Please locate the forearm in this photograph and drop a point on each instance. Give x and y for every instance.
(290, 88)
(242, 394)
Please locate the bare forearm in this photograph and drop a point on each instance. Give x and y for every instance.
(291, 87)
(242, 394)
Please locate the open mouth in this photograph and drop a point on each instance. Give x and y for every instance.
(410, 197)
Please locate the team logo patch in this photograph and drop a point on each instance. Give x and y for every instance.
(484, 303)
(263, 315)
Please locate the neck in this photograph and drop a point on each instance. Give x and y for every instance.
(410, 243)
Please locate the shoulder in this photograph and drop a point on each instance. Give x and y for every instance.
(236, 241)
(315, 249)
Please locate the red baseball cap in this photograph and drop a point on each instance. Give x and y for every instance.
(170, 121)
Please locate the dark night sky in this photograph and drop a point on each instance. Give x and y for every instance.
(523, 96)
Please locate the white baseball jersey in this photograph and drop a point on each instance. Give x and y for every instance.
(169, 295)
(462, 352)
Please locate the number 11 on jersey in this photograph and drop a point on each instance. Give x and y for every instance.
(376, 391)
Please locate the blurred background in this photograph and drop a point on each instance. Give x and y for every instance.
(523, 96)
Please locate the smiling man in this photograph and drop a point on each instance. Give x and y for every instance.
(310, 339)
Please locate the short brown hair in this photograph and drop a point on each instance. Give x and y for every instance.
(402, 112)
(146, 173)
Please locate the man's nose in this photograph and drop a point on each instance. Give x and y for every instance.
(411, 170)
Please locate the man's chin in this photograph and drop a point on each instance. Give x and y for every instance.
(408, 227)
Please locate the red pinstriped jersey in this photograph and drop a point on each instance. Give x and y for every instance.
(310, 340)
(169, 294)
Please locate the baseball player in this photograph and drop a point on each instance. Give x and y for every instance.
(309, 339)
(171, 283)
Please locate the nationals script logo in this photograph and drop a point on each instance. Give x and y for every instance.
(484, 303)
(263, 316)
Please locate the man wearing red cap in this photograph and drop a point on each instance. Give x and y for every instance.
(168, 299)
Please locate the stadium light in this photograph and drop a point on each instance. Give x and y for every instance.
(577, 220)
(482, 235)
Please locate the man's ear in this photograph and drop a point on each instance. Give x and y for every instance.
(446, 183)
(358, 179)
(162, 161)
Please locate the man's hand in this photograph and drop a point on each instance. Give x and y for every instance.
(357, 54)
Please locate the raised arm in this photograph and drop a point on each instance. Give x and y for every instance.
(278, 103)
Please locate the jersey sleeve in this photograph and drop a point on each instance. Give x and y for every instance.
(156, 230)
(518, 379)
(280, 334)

= = = = = = =

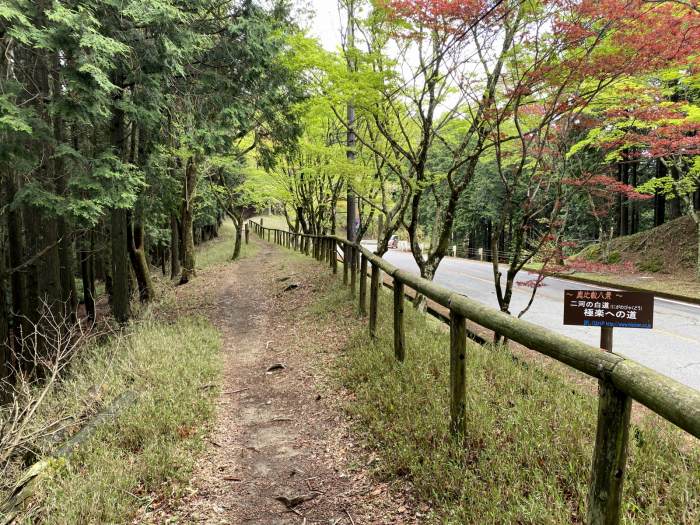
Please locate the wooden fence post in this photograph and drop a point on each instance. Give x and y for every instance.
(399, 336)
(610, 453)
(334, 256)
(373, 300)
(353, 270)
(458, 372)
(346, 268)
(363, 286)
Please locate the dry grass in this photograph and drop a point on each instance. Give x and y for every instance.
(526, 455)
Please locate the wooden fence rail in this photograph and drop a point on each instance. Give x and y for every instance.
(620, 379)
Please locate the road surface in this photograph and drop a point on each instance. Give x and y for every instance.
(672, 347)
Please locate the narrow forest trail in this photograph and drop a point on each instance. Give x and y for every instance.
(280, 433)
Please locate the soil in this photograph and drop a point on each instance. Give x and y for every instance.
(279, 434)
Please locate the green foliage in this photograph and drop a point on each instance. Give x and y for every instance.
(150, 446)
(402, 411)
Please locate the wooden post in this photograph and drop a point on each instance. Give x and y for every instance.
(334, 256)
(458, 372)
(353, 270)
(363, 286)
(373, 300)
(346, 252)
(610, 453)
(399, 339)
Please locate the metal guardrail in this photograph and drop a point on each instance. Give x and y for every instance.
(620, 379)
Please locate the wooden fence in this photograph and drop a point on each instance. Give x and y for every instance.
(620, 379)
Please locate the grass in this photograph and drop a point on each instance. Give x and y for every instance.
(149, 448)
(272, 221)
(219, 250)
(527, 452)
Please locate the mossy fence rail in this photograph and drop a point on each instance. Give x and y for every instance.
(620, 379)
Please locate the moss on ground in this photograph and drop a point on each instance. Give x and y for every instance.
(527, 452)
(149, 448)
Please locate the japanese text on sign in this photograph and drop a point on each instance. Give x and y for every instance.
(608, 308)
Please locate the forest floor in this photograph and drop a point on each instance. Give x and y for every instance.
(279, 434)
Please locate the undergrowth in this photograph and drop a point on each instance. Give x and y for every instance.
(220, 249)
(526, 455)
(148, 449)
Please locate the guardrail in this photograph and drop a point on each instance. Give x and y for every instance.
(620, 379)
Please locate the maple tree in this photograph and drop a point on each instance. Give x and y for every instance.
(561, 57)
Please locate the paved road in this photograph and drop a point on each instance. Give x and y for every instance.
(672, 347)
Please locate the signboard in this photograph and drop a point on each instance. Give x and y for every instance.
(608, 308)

= = = = = = =

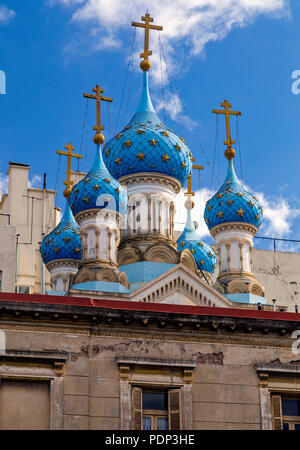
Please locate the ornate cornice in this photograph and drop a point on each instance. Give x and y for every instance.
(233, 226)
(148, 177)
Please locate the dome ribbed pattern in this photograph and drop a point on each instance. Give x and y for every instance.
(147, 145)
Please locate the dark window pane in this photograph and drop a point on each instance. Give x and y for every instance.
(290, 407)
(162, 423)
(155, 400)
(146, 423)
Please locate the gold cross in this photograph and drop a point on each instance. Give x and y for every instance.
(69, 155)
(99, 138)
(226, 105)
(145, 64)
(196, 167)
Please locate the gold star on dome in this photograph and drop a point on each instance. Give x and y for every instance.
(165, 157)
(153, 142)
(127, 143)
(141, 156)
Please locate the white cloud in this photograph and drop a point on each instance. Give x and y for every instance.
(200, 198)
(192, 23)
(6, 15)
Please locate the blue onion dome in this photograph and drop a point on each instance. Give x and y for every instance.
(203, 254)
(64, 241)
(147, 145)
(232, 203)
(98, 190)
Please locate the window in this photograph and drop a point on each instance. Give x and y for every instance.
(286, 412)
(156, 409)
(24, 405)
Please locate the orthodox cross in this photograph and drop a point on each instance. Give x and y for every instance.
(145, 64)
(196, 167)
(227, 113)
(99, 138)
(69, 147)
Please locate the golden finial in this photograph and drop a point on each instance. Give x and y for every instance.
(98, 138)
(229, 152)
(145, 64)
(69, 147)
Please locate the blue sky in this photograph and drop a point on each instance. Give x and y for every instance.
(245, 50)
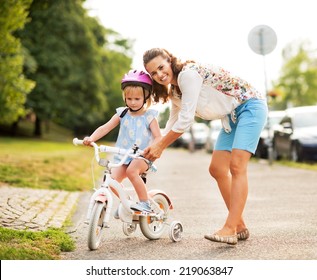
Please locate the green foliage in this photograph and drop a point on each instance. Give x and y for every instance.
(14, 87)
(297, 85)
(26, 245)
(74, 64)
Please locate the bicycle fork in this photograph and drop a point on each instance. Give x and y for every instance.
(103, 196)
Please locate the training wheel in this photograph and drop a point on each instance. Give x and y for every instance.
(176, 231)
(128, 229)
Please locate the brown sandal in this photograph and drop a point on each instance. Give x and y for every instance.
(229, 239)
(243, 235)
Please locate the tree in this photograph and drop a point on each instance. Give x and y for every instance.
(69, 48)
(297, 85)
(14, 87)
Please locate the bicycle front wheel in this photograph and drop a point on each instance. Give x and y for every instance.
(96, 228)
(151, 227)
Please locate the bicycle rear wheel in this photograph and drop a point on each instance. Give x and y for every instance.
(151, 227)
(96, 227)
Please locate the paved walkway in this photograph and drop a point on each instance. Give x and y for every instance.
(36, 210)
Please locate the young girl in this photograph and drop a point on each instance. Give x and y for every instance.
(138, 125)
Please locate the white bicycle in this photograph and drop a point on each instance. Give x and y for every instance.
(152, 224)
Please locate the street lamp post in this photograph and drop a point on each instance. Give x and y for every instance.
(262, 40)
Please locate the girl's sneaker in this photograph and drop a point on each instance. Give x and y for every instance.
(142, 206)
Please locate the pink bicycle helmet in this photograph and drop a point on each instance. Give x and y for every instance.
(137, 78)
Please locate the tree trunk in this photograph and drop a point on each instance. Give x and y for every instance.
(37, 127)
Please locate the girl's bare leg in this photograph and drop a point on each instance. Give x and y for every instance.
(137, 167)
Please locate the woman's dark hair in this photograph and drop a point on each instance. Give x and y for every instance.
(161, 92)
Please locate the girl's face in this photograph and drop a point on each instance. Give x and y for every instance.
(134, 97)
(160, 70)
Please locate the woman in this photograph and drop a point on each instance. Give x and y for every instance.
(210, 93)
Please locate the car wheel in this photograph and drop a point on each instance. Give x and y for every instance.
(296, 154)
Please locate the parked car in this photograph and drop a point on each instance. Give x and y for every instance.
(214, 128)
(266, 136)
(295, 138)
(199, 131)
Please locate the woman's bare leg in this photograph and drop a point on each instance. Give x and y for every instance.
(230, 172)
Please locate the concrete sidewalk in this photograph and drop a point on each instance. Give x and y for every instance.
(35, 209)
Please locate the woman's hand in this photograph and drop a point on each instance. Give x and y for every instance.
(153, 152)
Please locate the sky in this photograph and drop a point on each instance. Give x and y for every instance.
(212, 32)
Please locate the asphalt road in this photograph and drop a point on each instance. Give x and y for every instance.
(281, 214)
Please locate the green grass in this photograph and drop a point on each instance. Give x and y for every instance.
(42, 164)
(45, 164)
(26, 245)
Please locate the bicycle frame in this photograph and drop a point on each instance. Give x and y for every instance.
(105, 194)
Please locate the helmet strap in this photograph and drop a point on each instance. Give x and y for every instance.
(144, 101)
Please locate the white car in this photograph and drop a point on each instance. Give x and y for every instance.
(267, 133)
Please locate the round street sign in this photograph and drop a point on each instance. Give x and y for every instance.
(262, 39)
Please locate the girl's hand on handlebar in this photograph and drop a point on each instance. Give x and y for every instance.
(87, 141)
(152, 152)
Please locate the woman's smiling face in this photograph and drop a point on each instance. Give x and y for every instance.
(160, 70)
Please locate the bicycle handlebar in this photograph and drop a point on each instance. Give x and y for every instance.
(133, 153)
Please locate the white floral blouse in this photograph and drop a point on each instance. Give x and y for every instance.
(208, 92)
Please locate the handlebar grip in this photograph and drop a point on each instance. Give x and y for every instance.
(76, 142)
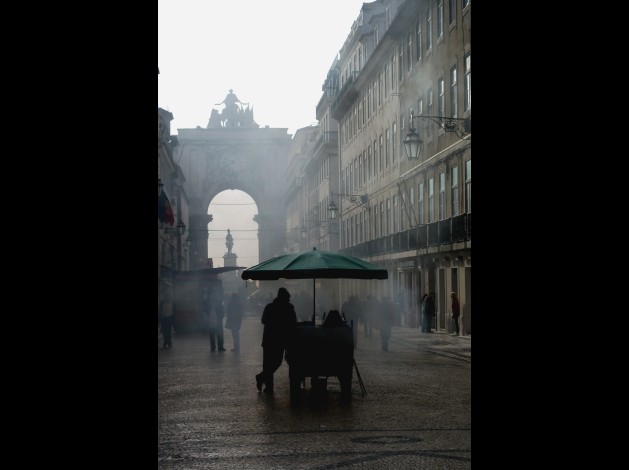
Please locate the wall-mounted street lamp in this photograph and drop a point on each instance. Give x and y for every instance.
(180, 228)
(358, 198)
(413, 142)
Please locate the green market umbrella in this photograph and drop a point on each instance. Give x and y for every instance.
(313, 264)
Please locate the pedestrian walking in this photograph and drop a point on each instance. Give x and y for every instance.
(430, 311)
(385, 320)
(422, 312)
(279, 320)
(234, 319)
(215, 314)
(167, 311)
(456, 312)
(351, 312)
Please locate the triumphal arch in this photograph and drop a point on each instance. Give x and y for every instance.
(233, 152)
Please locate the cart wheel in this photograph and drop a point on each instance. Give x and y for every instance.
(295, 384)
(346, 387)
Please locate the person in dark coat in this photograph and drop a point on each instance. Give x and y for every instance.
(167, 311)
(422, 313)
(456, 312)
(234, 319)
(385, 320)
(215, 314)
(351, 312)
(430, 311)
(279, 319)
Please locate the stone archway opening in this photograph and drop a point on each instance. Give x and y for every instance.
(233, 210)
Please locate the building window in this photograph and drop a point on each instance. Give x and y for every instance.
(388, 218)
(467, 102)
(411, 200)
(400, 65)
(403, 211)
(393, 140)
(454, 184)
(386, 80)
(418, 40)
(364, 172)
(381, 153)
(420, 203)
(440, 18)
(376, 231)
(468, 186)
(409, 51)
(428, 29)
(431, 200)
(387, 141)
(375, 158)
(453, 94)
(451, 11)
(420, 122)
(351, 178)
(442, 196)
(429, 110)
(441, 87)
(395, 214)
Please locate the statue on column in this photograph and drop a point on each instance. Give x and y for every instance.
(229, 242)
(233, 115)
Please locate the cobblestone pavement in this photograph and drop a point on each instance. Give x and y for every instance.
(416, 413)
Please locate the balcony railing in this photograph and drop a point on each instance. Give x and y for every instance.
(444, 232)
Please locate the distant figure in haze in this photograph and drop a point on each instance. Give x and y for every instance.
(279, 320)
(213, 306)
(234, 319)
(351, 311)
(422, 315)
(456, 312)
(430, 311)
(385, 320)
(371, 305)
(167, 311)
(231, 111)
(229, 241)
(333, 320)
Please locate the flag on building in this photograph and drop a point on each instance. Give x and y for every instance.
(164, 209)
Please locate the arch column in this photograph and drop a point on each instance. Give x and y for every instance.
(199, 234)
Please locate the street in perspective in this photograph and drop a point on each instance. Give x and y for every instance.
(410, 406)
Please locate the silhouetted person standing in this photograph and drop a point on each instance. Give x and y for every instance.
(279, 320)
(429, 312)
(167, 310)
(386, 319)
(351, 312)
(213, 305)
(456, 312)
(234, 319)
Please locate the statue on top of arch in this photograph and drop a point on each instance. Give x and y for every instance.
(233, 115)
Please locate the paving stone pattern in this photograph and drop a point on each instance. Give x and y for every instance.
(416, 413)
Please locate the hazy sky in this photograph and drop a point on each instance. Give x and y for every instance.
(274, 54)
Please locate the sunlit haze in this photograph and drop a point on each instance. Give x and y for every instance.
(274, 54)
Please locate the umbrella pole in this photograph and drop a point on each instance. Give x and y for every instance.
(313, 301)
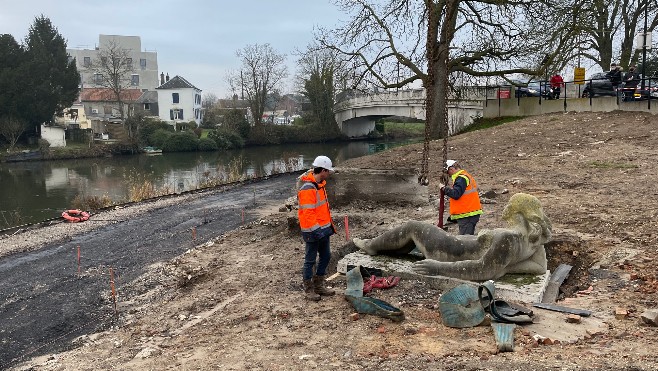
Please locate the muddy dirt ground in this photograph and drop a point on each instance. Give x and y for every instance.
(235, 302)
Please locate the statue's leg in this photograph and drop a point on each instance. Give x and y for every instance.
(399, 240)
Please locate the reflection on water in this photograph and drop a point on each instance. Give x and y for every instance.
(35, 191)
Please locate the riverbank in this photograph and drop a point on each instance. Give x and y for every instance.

= = = = = = =

▸ **Problem to solve**
Print the data above verbatim, from the line with "Please locate the reflection" up to and including the line with "Please locate the riverbank".

▸ **Exercise solution**
Please locate the reflection on water in this photograph and drop a point on each instance. Give x and y for every instance.
(35, 191)
Please locate the riverbank in this photograph and drop a point on each instance. Give x and y for every instance.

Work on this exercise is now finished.